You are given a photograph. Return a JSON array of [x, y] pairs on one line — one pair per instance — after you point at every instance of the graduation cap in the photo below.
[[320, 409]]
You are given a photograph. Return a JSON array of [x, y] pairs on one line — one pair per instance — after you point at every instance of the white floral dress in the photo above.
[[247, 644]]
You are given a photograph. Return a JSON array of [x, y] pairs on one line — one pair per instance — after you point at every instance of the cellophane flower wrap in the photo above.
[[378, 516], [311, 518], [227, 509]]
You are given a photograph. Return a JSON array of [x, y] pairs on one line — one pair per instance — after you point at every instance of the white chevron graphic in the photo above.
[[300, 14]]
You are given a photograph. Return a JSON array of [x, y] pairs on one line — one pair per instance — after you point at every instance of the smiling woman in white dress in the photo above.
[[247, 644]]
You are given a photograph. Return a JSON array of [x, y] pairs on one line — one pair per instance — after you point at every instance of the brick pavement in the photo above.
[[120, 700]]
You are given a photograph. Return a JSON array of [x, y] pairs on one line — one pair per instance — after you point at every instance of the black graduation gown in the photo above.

* * * * * * *

Activity – The answer must be an exact reproduction of all the records.

Response –
You are given a photograph. Return a JSON array of [x, y] pairs on one line — one pair per instance — after you point at every instance of the graduation cap in the photo below.
[[320, 409]]
You are given a photograph. Return a JSON array of [x, y] pairs on one line — one pair per instance — after you point at every instance of the white floral dress in the photo above.
[[247, 644]]
You are given a photograph. Return a JSON array of [x, y] pairs on one line — one pair per instance — after you point at every instance of the cellophane flower wrap in the photo above.
[[378, 516], [311, 518], [227, 509]]
You are given a photograph. Return a JSON array of [x, y] pairs on one line — one pair per instance — after you point at every instance of the white chevron graphic in the photo above.
[[300, 14]]
You are given a photograph. Return a JSON array of [x, y] pairs on one line — one pair per instance — after you point at every instance of the smiling woman in white dress in the photo above.
[[247, 644]]
You are given a photograph. Return a JSON array of [x, y] pairs on one line — one pair per instance — after you point at every instance of the brick pavement in the photo above.
[[120, 700]]
You are given a photograph. Return a JSON array of [x, y] pairs on one line — one pair per instance — after you point at every instance of the black graduation gown in the photo above.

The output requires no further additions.